• **Goal**:
Copy the items below verbatim, from the line containing "Task: one point marks each instance of the dark" through the line containing "x=175, y=121", both included.
--- --- ---
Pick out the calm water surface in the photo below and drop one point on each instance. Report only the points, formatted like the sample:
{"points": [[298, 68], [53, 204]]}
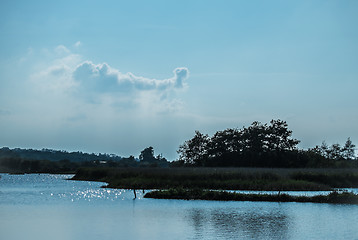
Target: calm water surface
{"points": [[47, 206]]}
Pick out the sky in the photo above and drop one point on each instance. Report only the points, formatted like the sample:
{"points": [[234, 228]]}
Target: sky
{"points": [[120, 76]]}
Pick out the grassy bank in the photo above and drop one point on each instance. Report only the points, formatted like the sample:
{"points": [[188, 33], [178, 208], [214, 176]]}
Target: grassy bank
{"points": [[198, 194], [222, 178]]}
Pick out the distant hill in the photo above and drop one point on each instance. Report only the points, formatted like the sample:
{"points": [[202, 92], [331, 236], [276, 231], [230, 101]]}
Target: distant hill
{"points": [[55, 155]]}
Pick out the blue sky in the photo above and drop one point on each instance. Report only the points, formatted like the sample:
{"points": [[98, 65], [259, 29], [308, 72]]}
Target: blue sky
{"points": [[119, 76]]}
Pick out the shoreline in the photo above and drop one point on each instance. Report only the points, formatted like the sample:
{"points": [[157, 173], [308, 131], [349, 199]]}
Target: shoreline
{"points": [[198, 194]]}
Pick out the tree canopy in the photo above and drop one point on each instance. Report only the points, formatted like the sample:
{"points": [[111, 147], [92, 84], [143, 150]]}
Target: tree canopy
{"points": [[259, 145]]}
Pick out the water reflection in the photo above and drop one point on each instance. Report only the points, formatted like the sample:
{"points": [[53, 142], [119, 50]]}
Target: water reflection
{"points": [[240, 222]]}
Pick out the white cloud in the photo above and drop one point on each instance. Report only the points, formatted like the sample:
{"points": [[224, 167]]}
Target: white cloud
{"points": [[77, 44], [68, 74], [103, 78]]}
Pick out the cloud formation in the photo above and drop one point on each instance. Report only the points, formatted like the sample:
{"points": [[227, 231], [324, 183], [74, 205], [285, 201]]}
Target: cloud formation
{"points": [[71, 76], [103, 78]]}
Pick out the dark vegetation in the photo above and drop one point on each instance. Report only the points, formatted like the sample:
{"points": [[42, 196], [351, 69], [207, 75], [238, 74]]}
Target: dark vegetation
{"points": [[258, 157], [261, 145], [51, 161], [199, 194], [222, 178]]}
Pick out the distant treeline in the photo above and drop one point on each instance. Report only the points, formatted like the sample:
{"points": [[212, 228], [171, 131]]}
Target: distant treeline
{"points": [[55, 155], [261, 145]]}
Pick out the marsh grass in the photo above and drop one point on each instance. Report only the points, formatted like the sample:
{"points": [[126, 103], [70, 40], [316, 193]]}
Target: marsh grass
{"points": [[199, 194]]}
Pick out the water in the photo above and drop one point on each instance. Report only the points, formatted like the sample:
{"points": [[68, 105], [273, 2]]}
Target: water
{"points": [[48, 207]]}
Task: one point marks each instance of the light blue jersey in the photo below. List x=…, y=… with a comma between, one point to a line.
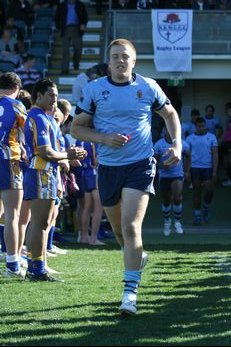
x=176, y=170
x=126, y=109
x=212, y=124
x=201, y=149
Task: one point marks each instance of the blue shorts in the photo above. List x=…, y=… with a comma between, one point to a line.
x=201, y=174
x=165, y=182
x=112, y=179
x=79, y=180
x=11, y=174
x=89, y=183
x=40, y=184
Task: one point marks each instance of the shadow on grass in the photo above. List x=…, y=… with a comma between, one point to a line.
x=184, y=317
x=173, y=308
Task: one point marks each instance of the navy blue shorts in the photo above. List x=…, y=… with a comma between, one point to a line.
x=200, y=174
x=89, y=183
x=79, y=180
x=40, y=184
x=165, y=182
x=112, y=179
x=11, y=174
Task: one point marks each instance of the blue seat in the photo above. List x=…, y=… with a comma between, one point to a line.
x=41, y=54
x=7, y=66
x=43, y=26
x=40, y=39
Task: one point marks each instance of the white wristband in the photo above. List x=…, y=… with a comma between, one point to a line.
x=174, y=141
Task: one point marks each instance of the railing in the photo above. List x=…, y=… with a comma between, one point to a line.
x=211, y=31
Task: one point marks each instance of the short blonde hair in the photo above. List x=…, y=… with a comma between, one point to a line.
x=121, y=42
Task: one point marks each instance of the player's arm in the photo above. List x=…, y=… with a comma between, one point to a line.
x=49, y=154
x=170, y=116
x=82, y=129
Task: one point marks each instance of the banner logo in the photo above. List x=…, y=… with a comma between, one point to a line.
x=172, y=26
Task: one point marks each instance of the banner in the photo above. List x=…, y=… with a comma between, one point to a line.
x=172, y=39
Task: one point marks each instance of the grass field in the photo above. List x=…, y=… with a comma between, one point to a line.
x=184, y=298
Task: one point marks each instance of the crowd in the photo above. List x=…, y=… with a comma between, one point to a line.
x=171, y=4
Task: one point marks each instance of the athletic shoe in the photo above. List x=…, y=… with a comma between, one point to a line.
x=226, y=183
x=197, y=220
x=19, y=275
x=144, y=261
x=46, y=277
x=206, y=215
x=128, y=305
x=178, y=227
x=50, y=270
x=23, y=262
x=167, y=227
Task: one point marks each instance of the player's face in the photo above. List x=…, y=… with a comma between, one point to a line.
x=200, y=128
x=48, y=100
x=122, y=61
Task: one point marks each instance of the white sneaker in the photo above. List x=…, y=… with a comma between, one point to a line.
x=178, y=228
x=51, y=271
x=226, y=183
x=167, y=227
x=144, y=261
x=14, y=274
x=128, y=305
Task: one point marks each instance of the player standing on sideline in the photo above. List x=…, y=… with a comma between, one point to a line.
x=41, y=177
x=12, y=118
x=204, y=163
x=120, y=109
x=171, y=179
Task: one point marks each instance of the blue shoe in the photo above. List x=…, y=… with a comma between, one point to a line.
x=197, y=220
x=206, y=215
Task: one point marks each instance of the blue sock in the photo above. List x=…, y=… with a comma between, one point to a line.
x=12, y=262
x=2, y=238
x=50, y=238
x=131, y=281
x=38, y=267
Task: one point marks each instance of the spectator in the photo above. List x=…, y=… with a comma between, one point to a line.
x=213, y=123
x=204, y=163
x=123, y=4
x=9, y=49
x=144, y=4
x=13, y=117
x=200, y=5
x=25, y=97
x=2, y=17
x=29, y=76
x=16, y=32
x=71, y=19
x=41, y=177
x=22, y=12
x=190, y=127
x=171, y=180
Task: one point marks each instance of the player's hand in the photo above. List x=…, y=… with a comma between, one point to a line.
x=76, y=153
x=116, y=140
x=173, y=155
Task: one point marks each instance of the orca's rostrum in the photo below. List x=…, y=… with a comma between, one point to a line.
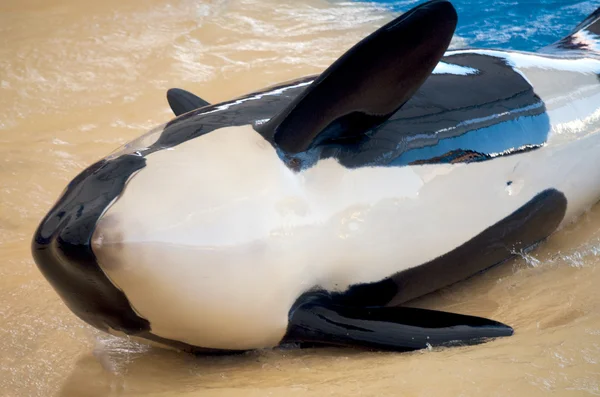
x=310, y=211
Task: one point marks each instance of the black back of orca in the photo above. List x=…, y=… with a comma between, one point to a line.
x=469, y=108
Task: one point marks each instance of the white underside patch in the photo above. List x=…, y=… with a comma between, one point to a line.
x=215, y=239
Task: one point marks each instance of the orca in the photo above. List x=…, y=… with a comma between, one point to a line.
x=310, y=212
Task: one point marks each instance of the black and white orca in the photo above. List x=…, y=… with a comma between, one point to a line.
x=310, y=211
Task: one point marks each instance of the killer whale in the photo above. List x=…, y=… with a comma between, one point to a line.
x=308, y=211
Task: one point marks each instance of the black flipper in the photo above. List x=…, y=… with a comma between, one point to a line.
x=584, y=36
x=321, y=321
x=369, y=83
x=182, y=101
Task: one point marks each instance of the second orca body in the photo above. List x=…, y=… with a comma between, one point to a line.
x=308, y=211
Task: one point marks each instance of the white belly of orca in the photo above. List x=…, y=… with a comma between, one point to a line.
x=219, y=265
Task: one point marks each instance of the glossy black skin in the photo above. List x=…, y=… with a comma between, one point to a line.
x=62, y=243
x=62, y=249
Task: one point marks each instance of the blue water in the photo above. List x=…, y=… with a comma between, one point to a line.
x=519, y=25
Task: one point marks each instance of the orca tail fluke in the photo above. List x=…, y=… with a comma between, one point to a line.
x=584, y=37
x=319, y=320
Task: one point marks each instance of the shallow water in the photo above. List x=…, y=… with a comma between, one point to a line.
x=78, y=79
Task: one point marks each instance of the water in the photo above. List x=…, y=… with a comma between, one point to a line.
x=78, y=79
x=520, y=25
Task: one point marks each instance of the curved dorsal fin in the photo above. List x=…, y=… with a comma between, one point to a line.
x=369, y=83
x=585, y=36
x=182, y=101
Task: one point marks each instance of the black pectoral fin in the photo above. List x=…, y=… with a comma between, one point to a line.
x=182, y=101
x=369, y=83
x=387, y=328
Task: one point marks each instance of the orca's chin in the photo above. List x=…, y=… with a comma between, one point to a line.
x=62, y=248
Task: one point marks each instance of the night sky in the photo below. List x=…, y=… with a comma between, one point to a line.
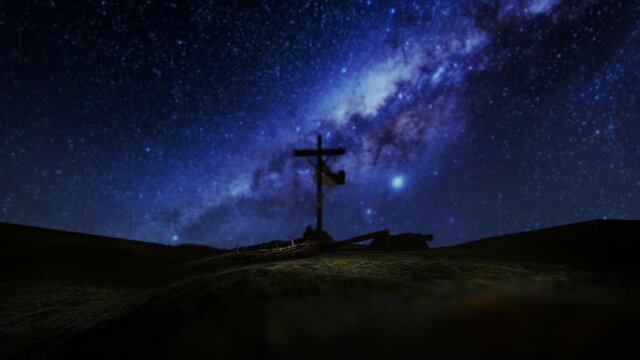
x=175, y=122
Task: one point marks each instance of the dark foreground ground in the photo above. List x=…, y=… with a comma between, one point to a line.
x=565, y=292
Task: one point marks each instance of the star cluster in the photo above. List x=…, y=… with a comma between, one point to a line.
x=175, y=121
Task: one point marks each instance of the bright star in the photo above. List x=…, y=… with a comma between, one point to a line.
x=397, y=182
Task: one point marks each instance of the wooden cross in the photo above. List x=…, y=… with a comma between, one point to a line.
x=319, y=152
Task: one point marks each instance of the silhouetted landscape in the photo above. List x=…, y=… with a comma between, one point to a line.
x=569, y=291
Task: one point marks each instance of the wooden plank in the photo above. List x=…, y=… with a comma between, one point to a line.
x=381, y=233
x=323, y=152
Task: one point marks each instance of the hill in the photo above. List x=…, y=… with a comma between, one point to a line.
x=569, y=291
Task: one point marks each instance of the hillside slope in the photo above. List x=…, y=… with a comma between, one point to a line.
x=515, y=296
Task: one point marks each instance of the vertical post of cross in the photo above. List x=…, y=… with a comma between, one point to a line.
x=319, y=185
x=321, y=170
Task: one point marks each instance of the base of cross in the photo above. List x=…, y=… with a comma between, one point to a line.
x=319, y=235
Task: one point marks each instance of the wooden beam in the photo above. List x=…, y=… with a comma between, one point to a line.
x=323, y=152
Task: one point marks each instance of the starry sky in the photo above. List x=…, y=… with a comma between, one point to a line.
x=175, y=122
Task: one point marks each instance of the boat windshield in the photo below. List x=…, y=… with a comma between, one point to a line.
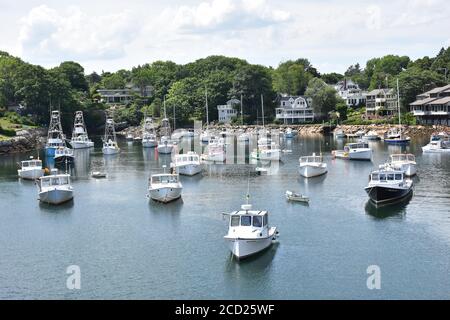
x=358, y=145
x=257, y=221
x=165, y=179
x=234, y=221
x=311, y=159
x=246, y=221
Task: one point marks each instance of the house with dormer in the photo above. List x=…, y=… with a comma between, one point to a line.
x=295, y=109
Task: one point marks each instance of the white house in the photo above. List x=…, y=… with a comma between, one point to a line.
x=295, y=109
x=350, y=92
x=432, y=107
x=228, y=111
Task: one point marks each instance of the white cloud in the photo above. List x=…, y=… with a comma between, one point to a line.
x=47, y=34
x=226, y=15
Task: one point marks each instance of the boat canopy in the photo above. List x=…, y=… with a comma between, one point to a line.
x=55, y=180
x=385, y=176
x=311, y=159
x=164, y=178
x=402, y=157
x=31, y=163
x=249, y=220
x=358, y=145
--- --- ---
• **Solution to the problem**:
Task: one point marks each instance of the dark foreground ground in the photo above. List x=…, y=… with a comma between, one point to a line.
x=565, y=292
Task: one point marks each instance of the star cluster in the photo above. List x=…, y=… with a comma between, one point to a line.
x=175, y=121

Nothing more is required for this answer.